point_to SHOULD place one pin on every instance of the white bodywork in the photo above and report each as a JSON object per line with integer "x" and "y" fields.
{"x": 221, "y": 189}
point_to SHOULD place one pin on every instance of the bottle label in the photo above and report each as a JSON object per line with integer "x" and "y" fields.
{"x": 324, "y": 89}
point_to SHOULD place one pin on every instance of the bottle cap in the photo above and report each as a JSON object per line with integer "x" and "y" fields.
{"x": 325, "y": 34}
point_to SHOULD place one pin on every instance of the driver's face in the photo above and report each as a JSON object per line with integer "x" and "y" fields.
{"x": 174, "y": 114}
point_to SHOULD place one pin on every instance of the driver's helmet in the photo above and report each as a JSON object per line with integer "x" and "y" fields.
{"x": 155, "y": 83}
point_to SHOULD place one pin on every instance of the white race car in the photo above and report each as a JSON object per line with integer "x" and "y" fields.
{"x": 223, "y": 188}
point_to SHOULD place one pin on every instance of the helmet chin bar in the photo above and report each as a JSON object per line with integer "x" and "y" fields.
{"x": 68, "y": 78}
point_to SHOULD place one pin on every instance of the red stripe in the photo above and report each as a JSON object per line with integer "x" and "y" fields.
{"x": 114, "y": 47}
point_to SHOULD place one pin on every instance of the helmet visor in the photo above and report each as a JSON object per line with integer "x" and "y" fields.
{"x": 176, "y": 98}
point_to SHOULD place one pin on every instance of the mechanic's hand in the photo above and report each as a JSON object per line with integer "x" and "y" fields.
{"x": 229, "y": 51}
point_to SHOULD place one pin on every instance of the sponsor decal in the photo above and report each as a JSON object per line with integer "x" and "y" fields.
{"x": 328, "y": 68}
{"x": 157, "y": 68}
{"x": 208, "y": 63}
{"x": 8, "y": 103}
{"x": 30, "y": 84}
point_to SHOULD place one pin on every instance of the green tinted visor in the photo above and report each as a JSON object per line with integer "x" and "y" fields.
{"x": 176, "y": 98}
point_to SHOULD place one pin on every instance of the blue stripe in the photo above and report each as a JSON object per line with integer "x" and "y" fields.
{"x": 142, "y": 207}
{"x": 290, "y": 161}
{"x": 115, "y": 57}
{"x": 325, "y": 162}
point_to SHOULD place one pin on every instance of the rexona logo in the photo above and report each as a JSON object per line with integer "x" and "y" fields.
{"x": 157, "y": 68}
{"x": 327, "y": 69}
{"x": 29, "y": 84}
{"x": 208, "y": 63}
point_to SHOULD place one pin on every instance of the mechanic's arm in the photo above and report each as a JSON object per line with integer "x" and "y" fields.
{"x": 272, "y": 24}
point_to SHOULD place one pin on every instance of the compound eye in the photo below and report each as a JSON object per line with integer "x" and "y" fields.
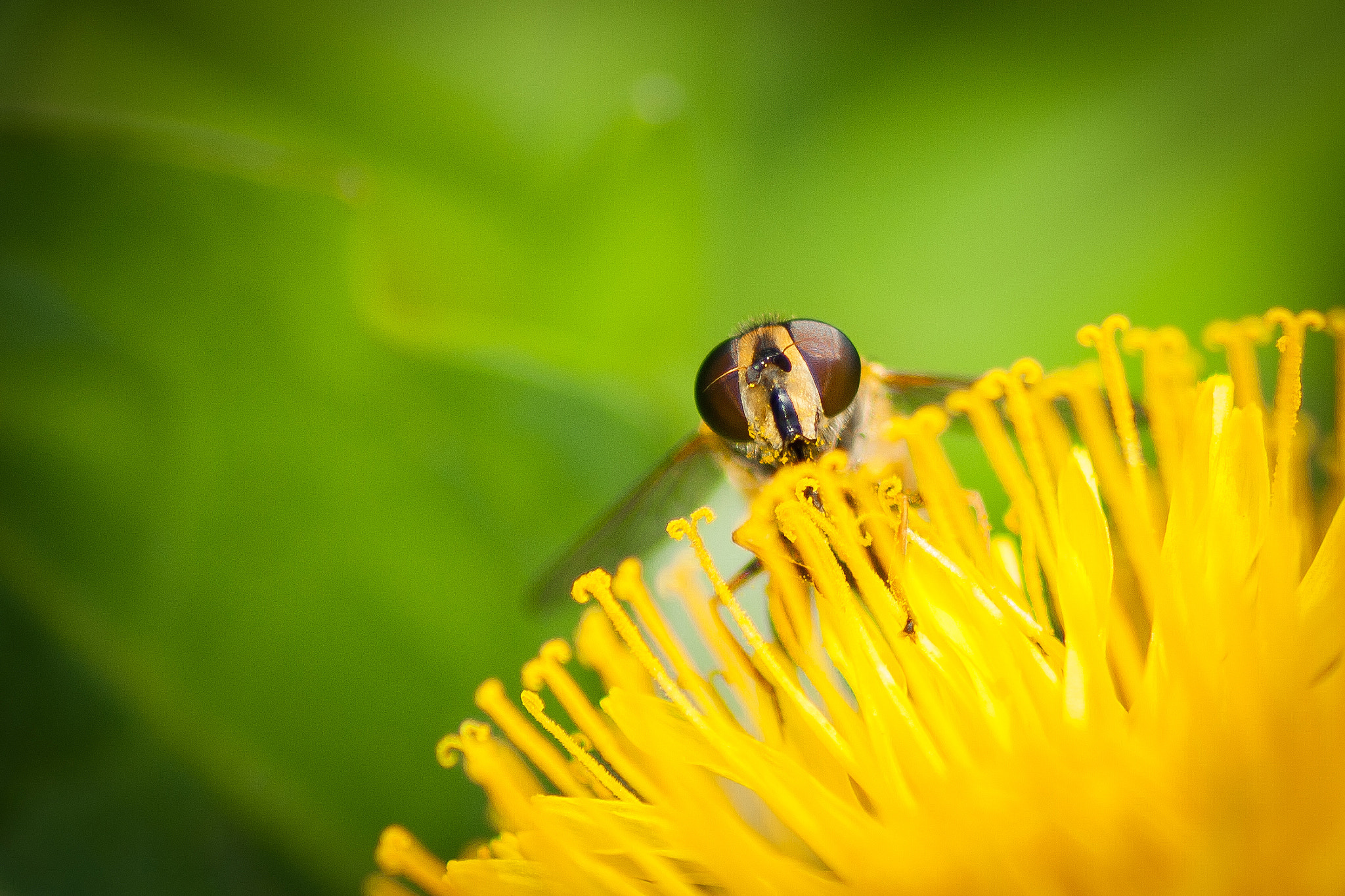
{"x": 831, "y": 360}
{"x": 717, "y": 396}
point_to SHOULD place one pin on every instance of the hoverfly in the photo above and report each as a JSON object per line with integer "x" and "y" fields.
{"x": 776, "y": 393}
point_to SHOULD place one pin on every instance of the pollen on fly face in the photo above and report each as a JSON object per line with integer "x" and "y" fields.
{"x": 1137, "y": 688}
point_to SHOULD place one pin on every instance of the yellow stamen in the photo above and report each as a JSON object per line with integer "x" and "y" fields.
{"x": 1114, "y": 480}
{"x": 630, "y": 586}
{"x": 403, "y": 856}
{"x": 1239, "y": 343}
{"x": 549, "y": 670}
{"x": 686, "y": 530}
{"x": 985, "y": 419}
{"x": 1169, "y": 393}
{"x": 491, "y": 700}
{"x": 537, "y": 710}
{"x": 600, "y": 649}
{"x": 1122, "y": 410}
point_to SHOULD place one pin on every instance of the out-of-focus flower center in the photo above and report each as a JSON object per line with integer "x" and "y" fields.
{"x": 1136, "y": 689}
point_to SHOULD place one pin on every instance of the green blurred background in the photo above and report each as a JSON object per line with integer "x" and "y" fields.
{"x": 324, "y": 326}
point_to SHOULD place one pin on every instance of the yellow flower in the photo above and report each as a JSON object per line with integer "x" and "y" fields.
{"x": 911, "y": 721}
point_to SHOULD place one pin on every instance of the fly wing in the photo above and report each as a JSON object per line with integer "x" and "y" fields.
{"x": 680, "y": 484}
{"x": 912, "y": 391}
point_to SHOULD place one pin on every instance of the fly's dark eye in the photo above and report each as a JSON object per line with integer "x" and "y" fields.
{"x": 831, "y": 360}
{"x": 717, "y": 395}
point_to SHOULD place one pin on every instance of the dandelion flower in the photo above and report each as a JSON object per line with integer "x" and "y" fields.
{"x": 1138, "y": 689}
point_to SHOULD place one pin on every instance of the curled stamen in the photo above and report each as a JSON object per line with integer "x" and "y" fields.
{"x": 537, "y": 710}
{"x": 1239, "y": 343}
{"x": 449, "y": 750}
{"x": 401, "y": 855}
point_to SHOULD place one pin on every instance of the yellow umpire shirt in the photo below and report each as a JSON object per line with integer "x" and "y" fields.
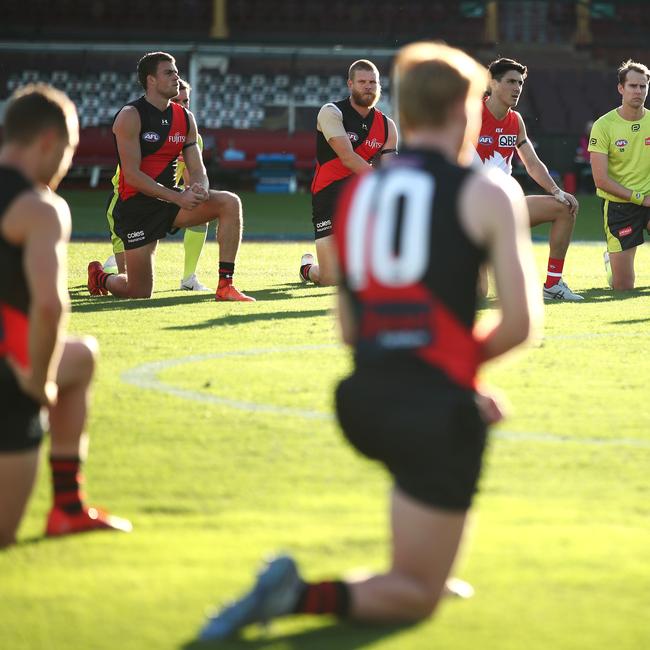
{"x": 627, "y": 147}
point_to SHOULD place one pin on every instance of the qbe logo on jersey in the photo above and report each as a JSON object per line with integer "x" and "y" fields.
{"x": 508, "y": 141}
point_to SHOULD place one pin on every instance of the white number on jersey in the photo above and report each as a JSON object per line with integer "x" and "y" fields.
{"x": 386, "y": 210}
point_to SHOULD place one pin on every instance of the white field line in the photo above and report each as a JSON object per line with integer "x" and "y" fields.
{"x": 146, "y": 376}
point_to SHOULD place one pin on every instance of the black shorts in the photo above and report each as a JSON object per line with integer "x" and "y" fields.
{"x": 323, "y": 206}
{"x": 428, "y": 434}
{"x": 21, "y": 428}
{"x": 624, "y": 225}
{"x": 143, "y": 219}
┄┄┄┄┄┄┄┄┄┄
EXERCISE PROMPT ->
Print exactly the lines from the one with "the white field" through the end of the data, inclusive.

TASK RESPONSE ->
point_to SHOULD place one pin on every instance of the white field line in the photo above and report each as a JSON object per line with integer "x" and "y" fields.
{"x": 146, "y": 376}
point_to SHOULD place one pin on every instance of the black shorts in the photo above and report each as a JSON object per line with integer "x" and "y" fields.
{"x": 323, "y": 206}
{"x": 428, "y": 434}
{"x": 21, "y": 428}
{"x": 624, "y": 225}
{"x": 143, "y": 219}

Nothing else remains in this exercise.